Testo fornito>
Il borghese gentiluomo con Arianna a Nasso

di Hugo von Hofmannsthal e Richard Strauss

Opera in un atto di Hugo von Hofmannsthal
Musica di Richard Strauss
da eseguirsi dopo
Il borghese gentiluomo di Molière
Versione del 1912

 

Ciò che abbiamo voluto fare scrivendo Arianna a Nasso Il borghese gentiluomo

Il borghese gentiluomo di Molière è uno di quei capolavori che ci lasciano il ricordo di un personaggio indimenticabile, piuttosto che l’impressione di un’azione continuata. E’ una commedia-balletto, scritta per la corte. L’elemento eterno, la commedia di carattere, li dobbiamo alla ricchezza del genio, al quale si era richiesto – per così dire – solo un “décor” per un divertimento di danza e musica.
La commedia termina, come è noto, con un grande balletto al quale assistono M. Jourdain e i suoi ospiti, e che Lully aveva arricchito della sua musica. Al posto di questo balletto, noi abbiamo creduto di rappresentare – senza mancare di rispetto – una piccola opera nel gusto antico, in cui un compositore moderno potesse trovare l’occasione di dar vita a un soggetto molto semplice con mezzi assai limitati, e rispondere così vittoriosamente a certe critiche superficiali, alle quali il suo talento è stato talvolta esposto.
Senza mancare di rispetto, dicevamo: poiché la commedia di Molière, ancora una volta, è piuttosto una cornice che una commedia regolare. Un grande artista sa usare le forme drammatiche meno spiccate e più composite quando le circostanze glielo impongono. Se si sopprimono, in questa commedia-balletto, le danze e le cerimonie, essa s’impoverisce, senza guadagnare in unità perché la sua azione è e resta debole, e la sua struttura la più arbitraria del mondo. Tutto sta in piedi grazie all’inventiva e allo sviluppo del personaggio principale.
Se dunque ci siamo permessi di fare di M. Jourdain l’organizzatore e lo spettatore di un divertissement musicale nuovo (e perciò problematico), se abbiamo messo 
Arianna a Nasso al posto del Balletto delle nazioni, è stato quel simbolo immortale a convincerci e quasi ad autorizzarci.

Compiti da svolgere>
**1.** Secondo il testo fornito, per chi fu scritta la commedia-balletto di Molière?
**2.** Ricopia tale e quale dal testo fornito il passo che si apre con le parole contenenti "Senza mancare di rispetto, dicevamo: poiché" e si chiude con "quasi ad autorizzarci.".

[Voci di origine]
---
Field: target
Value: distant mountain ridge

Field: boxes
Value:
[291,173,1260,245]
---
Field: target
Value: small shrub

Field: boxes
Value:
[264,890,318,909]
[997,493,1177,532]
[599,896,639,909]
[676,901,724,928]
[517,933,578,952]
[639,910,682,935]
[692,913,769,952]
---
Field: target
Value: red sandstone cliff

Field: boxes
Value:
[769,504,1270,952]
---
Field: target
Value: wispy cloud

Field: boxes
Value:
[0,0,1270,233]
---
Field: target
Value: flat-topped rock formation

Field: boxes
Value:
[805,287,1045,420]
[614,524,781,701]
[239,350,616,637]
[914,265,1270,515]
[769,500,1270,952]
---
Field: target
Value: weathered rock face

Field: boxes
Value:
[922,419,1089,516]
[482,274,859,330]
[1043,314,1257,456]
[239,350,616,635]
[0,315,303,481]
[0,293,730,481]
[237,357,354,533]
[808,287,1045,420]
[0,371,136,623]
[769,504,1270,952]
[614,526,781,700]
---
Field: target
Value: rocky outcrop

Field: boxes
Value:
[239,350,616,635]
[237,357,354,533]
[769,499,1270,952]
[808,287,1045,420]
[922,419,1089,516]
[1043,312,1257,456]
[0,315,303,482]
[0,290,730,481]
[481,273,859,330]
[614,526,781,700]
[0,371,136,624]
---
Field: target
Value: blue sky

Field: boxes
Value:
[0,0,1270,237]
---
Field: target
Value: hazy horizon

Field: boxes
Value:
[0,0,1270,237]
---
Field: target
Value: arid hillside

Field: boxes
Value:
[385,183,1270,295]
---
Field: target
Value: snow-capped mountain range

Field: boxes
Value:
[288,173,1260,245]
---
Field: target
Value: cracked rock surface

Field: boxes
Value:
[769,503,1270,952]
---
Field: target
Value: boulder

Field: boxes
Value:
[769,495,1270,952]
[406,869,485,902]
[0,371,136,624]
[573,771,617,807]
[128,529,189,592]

Soluzioni>
**1.** Per la corte.

**2.**
Senza mancare di rispetto, dicevamo: poiché la commedia di Molière, ancora una volta, è piuttosto una cornice che una commedia regolare. Un grande artista sa usare le forme drammatiche meno spiccate e più composite quando le circostanze glielo impongono. Se si sopprimono, in questa commedia-balletto, le danze e le cerimonie, essa s’impoverisce, senza guadagnare in unità perché la sua azione è e resta debole, e la sua struttura la più arbitraria del mondo. Tutto sta in piedi grazie all’inventiva e allo sviluppo del personaggio principale.
Se dunque ci siamo permessi di fare di M. Jourdain l’organizzatore e lo spettatore di un divertissement musicale nuovo (e perciò problematico), se abbiamo messo 
Arianna a Nasso al posto del Balletto delle nazioni, è stato quel simbolo immortale a convincerci e quasi ad autorizzarci.